Directive
Transcribe verbatim the stretch of the listing below from its first line through the line containing "box: [432, 26, 568, 192]", including both of these lines.

_ _ _ _

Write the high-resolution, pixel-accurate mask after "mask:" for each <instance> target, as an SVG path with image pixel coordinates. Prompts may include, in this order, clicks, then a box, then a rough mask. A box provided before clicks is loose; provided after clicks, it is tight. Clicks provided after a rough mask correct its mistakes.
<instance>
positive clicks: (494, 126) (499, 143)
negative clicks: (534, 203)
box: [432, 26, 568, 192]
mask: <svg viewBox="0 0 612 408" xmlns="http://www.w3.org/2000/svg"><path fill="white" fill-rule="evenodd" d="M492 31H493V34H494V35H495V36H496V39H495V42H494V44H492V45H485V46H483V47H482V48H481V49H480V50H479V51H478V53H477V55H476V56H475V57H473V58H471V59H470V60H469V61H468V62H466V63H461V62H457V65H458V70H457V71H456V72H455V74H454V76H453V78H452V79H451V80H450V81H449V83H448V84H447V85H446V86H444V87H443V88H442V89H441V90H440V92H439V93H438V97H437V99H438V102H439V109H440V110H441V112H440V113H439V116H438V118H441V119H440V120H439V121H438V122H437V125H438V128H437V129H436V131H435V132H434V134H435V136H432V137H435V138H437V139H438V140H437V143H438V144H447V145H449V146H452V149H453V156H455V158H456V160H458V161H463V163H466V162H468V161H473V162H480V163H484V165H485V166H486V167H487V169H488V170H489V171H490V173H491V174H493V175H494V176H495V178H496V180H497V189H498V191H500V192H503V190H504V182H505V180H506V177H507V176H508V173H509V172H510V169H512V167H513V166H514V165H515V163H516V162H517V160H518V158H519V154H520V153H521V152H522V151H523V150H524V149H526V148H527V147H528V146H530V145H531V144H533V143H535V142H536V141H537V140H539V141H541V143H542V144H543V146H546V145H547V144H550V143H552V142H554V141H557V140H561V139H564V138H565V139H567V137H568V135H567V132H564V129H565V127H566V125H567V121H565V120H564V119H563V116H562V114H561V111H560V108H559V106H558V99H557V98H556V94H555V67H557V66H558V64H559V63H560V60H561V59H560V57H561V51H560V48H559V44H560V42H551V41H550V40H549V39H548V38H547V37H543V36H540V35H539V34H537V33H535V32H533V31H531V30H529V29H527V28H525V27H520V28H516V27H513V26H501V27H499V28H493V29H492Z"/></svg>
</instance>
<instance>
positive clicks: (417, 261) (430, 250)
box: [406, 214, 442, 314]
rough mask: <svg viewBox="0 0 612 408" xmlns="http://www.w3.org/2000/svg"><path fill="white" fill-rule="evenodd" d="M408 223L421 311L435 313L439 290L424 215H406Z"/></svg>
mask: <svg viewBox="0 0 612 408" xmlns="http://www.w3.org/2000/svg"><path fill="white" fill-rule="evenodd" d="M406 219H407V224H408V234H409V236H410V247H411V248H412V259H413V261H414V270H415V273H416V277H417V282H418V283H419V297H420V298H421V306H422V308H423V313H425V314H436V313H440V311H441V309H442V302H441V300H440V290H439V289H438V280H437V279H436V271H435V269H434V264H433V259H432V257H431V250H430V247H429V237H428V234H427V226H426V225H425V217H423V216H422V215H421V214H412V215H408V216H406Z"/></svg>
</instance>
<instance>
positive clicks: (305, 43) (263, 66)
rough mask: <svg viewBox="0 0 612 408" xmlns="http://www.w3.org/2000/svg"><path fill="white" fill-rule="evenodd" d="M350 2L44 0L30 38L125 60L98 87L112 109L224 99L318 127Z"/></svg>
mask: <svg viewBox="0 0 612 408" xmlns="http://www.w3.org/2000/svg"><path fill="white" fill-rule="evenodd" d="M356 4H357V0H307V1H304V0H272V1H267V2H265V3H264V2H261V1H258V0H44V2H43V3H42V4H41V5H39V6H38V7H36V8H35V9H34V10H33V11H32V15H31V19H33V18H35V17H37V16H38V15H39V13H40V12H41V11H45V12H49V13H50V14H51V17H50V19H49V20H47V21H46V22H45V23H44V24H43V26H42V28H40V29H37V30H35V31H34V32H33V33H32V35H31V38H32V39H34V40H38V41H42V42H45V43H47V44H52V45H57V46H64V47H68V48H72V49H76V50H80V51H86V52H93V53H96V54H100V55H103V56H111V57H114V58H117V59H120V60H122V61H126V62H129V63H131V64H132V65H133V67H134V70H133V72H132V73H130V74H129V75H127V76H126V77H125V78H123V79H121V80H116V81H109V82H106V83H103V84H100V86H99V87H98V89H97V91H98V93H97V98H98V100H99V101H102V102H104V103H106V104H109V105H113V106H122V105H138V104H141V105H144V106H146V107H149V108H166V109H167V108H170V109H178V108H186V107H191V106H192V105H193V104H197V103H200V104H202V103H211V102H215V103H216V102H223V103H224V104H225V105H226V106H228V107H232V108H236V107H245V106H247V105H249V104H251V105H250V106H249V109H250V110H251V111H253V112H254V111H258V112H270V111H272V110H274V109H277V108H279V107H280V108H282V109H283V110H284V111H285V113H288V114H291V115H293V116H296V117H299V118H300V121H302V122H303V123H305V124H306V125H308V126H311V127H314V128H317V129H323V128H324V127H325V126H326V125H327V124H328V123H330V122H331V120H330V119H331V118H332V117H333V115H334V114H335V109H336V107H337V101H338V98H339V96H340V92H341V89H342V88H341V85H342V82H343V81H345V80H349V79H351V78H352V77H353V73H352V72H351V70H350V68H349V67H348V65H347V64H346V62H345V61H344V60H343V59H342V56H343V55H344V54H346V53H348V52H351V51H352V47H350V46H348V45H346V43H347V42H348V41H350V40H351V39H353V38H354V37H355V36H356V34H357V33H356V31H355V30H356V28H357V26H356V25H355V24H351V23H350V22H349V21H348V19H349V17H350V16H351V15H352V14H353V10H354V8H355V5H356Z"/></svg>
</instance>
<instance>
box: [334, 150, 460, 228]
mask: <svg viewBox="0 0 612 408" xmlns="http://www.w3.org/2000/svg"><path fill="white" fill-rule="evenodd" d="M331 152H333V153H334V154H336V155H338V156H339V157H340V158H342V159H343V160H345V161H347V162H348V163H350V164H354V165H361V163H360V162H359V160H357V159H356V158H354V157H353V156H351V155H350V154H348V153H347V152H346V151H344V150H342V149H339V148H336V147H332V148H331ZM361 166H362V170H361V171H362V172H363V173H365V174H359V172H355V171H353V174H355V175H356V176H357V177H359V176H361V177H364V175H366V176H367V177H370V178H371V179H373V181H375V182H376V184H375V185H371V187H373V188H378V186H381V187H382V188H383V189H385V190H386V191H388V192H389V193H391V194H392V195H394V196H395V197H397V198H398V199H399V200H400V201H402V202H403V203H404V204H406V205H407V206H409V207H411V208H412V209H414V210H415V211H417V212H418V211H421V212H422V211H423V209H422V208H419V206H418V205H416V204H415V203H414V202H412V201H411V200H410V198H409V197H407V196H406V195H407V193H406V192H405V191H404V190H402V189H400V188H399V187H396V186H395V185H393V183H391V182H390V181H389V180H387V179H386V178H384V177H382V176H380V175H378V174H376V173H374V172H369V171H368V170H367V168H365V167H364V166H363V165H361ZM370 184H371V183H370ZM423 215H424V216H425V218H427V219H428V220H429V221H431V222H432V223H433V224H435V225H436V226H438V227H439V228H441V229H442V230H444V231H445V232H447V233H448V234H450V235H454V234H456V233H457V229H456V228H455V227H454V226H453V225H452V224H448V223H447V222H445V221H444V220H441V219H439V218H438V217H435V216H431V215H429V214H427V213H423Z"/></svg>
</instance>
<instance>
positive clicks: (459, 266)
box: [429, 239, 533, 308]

_ _ _ _

Response to the task
Write the high-resolution, pixel-accurate mask after "mask:" for each <instance> target, as an SVG path with image pixel coordinates. Prompts may include, in this order, clicks, then a box, then a rough mask. A box provided before clicks is loose; provided after clicks, it is tight. Clicks provided after a rough mask correct its mistakes.
<instance>
positive clicks: (494, 126) (499, 143)
negative clicks: (534, 203)
box: [432, 26, 568, 192]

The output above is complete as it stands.